* START SUPPLIED PASSAGE *

The small but charming 1891 landmark at the center of the city's Military Plaza was a Gilded Age / Victorian Era attempt to civilize and erase the more unsightly vestiges of what had become a dusty, open air, Old West market full of iconic chili stands:


(Photo by Mary E. Jacobson courtesy of the DeGolyer Library, Southern Methodist University, on Flickr)


(Photo by Mary E. Jacobson courtesy of the DeGolyer Library, Southern Methodist University, on Flickr)


(Photo by Mary E. Jacobson courtesy of the DeGolyer Library, Southern Methodist University, on Flickr)


Back in yet another era, this was the Plaza de Armas, focal point of the Presidio San Antonio de Béxar where Spanish governors and Mexican President General Santa Anna drilled and paraded their troops.


(Image from Memoria Política de México


The city hall actually stands behind another local landmark, the San Fernando Cathedral fronting Main Plaza. Along with the military garrison and governor's palace in the presidio on Plaza de Armas, the church on Plaza de las Islas formed the foundation of Spanish colonial civic life, and that relationship symbolically continued with the new City Hall and the rebuilt cathedral:


(Photo from the San Antonio Express-News)

* END SUPPLIED PASSAGE *
* START LISTED RECORDS *

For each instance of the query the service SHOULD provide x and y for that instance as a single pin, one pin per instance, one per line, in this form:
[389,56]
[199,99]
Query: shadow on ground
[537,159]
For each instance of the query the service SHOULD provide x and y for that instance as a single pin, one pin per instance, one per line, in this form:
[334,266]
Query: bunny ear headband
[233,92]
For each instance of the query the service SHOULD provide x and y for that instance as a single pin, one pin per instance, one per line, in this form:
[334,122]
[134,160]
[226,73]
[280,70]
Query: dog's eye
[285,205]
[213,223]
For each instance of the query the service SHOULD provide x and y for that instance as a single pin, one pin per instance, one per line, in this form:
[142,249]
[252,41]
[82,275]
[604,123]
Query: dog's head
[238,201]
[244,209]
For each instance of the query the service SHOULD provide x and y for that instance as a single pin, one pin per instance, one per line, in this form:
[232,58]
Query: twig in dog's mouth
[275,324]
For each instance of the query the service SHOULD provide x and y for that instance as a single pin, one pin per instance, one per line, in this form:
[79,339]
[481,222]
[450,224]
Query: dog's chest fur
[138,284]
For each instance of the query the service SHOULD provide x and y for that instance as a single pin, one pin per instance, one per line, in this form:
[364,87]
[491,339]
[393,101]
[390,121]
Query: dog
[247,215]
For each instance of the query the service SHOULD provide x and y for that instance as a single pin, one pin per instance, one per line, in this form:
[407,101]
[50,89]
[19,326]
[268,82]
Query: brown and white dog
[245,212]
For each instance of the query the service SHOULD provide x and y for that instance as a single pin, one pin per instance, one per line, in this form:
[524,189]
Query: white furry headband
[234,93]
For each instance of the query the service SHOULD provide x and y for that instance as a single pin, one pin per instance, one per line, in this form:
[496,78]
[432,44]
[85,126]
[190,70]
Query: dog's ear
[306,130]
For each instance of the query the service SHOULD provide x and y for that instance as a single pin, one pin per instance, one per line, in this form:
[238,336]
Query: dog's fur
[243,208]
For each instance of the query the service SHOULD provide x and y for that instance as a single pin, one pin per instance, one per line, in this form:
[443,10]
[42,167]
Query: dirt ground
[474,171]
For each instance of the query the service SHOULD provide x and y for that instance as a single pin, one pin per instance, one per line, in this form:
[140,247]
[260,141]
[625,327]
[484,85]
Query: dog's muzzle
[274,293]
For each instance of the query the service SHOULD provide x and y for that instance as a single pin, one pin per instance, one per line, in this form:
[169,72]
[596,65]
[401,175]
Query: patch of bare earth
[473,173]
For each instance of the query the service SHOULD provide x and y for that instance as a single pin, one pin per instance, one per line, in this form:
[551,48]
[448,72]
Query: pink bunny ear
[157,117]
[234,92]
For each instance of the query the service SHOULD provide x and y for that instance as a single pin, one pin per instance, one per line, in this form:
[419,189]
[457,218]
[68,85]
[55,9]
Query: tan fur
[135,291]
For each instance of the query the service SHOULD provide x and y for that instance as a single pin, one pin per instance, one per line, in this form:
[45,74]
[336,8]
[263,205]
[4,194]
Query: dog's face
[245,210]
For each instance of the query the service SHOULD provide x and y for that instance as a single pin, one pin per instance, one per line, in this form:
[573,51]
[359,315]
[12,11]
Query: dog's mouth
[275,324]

* END LISTED RECORDS *

TO-DO LIST:
- 1) List every plaza named in the Military Plaza text above.
- 2) Write the next part of the Military Plaza text above, picking up after its last sentence.

RESPONSES TO THE TASKS:
- 1) Military Plaza, Plaza de Armas, Main Plaza, Plaza de las Islas

- 2)
The growing government bureaucracy in 1927 thought to expand and "modernize" the city hall with an added floor and Beaux Arts restyling. In the process they removed the turret cupolas and inadvertently broke the clock of the central domed clock tower. Historic municipal government can be just as incompetent as modern municipal government.


(Image from HipPostcard)


(Photo by Chuck & Melissa Gregory on Let's Just Go Somewhere)

Bureaucrats will never give up their offices in the historic building nor their reserved parking spots around the plaza, but, if it were up to me, the old roofline with the turrets, cupolas, and clock dome would be restored along with a few more exotic landscape plantings. Preservationist purists would howl arguing that we shouldn't remove one piece of recent history to recreate a piece of older history, but I'm willing to let them keep the arched entry on the backside, as it does have nice details and good human scale.


(Photo by Kevin Stewart on Flickr)


Perhaps it is a symbol of the new foundations of modern society, but the City Council no longer actually meets in the old City Hall, but now in the former 1920s headquarters of the locally-based Frost Bank, which also stands besides San Fernando Cathedral. The former grand banking hall was brilliantly repurposed in 1995 into the current City Council Chambers:


(Postcard from Boston Public Library hosted on Texas Travel)


(Image from Beaty Palmer Architects)


(Photo by Scott Ball for The Rivard Report)


Being a former banking hall, the council chambers are entered almost directly from Main Plaza, making it theoretically, symbolically, and practically open and accessible for the public.


(Photo by Ryan Loyd for Texas Public Radio News)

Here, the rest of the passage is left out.